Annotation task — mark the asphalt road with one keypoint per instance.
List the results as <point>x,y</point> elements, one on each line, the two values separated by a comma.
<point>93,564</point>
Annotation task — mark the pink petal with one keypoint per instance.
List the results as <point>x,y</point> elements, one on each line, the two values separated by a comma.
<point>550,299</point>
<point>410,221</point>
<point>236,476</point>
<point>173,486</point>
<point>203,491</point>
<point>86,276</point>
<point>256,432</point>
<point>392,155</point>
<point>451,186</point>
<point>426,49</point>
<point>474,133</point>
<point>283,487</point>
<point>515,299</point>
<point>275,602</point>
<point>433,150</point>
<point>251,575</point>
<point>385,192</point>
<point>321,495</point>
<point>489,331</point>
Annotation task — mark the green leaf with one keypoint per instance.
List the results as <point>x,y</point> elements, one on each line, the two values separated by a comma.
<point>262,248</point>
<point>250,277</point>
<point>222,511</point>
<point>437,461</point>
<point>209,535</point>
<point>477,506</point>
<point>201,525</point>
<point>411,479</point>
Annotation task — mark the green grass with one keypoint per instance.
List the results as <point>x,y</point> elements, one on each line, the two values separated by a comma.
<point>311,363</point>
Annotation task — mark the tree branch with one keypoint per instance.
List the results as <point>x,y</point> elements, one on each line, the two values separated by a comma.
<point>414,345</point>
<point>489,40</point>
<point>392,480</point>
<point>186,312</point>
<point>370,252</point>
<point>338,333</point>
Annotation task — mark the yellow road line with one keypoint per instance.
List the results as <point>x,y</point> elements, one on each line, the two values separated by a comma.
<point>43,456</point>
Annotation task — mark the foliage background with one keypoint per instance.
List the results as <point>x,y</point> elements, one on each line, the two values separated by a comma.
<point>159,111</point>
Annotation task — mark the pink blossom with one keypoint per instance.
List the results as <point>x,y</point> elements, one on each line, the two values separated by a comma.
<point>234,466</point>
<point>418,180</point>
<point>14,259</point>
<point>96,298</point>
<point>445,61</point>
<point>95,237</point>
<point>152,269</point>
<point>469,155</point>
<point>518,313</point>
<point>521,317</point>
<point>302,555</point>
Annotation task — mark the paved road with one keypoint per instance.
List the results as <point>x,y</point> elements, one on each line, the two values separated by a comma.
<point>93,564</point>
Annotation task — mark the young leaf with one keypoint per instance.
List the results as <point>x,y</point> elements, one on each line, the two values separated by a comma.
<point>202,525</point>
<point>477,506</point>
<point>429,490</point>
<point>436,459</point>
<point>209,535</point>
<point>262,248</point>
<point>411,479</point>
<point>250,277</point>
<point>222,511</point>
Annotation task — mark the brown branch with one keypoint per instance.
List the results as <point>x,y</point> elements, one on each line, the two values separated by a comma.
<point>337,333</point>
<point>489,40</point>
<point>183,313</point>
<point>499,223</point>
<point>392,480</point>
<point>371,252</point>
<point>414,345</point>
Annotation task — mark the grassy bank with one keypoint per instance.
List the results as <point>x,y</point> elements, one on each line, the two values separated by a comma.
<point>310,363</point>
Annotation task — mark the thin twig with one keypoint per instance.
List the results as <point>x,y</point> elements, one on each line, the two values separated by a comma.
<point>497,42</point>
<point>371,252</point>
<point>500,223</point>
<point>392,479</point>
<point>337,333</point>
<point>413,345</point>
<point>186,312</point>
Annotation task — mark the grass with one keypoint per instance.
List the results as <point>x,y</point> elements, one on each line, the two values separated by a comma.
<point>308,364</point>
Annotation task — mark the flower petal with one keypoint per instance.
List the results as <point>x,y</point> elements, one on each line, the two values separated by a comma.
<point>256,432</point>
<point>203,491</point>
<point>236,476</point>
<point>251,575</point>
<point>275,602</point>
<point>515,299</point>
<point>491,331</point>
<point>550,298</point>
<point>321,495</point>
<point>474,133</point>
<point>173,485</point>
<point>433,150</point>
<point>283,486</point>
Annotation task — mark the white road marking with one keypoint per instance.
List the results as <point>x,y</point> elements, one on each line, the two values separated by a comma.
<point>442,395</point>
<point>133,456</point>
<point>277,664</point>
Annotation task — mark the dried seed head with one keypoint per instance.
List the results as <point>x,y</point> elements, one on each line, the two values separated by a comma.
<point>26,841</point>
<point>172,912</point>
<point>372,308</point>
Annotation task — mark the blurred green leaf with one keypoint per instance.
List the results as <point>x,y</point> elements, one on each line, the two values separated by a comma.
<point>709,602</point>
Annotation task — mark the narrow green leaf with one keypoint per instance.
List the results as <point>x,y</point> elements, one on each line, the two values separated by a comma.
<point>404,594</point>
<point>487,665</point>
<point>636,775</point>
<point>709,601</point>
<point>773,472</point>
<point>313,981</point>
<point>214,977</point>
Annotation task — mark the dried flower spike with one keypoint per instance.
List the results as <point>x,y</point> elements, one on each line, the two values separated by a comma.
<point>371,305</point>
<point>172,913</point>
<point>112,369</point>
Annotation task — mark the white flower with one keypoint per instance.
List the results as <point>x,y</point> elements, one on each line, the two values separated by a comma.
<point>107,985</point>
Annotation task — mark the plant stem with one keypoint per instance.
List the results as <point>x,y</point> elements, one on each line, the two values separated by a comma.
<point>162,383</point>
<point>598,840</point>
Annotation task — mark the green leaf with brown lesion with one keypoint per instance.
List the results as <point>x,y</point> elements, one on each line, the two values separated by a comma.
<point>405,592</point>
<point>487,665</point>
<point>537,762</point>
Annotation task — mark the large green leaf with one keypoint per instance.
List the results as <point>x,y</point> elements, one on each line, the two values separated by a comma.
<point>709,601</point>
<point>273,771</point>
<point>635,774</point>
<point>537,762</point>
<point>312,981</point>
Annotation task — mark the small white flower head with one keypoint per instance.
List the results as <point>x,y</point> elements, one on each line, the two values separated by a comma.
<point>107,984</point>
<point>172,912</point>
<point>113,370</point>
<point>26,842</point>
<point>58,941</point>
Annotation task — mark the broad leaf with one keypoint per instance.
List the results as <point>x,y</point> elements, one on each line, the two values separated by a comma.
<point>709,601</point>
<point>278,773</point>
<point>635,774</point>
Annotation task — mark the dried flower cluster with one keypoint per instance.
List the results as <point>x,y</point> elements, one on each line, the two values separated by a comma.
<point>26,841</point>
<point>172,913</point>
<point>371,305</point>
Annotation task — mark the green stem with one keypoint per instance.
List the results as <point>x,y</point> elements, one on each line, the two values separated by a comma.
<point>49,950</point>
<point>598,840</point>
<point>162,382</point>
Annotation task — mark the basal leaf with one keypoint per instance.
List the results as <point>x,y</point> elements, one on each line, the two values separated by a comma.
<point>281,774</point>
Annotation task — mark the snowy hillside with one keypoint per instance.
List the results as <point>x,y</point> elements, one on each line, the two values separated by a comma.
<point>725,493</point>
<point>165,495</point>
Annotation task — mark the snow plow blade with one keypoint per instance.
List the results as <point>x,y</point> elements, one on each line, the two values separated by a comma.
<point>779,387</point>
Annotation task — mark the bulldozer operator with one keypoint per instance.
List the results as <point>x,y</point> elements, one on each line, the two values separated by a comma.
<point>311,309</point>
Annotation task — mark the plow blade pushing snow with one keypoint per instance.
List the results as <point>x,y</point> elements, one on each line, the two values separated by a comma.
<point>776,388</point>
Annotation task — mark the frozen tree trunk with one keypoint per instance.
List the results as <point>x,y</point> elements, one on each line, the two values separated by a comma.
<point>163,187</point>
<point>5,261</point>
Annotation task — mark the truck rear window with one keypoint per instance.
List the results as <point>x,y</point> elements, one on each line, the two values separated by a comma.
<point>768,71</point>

================

*GOAL*. Transcribe verbatim the lines of the items starting at the line containing "Annotation task — mark the flower" and ending at the line containing "<point>709,602</point>", including both of those lines.

*SOLUTION FOR THIS PROBLEM*.
Annotation task — mark the flower petal with one keypoint per instance.
List the results as <point>x,y</point> elements, one on each line, the two values separated by a comma.
<point>256,432</point>
<point>203,491</point>
<point>236,476</point>
<point>251,575</point>
<point>275,602</point>
<point>515,299</point>
<point>491,331</point>
<point>550,298</point>
<point>321,495</point>
<point>474,133</point>
<point>173,485</point>
<point>433,150</point>
<point>283,486</point>
Annotation task — mark the white road marking with one keypoint per instance.
List the results as <point>x,y</point> elements, one on each line, the two values separated by a comma.
<point>442,395</point>
<point>133,456</point>
<point>277,664</point>
Annotation task — mark the dried seed head with one keypoint per instance.
List the results as <point>x,y</point> elements, one on each line, the two values separated by a comma.
<point>26,841</point>
<point>172,912</point>
<point>372,308</point>
Annotation task — mark the blurred green leaf with one keypoint per instance.
List the results as <point>x,y</point> elements, one on each line, the two values separated by a comma.
<point>709,602</point>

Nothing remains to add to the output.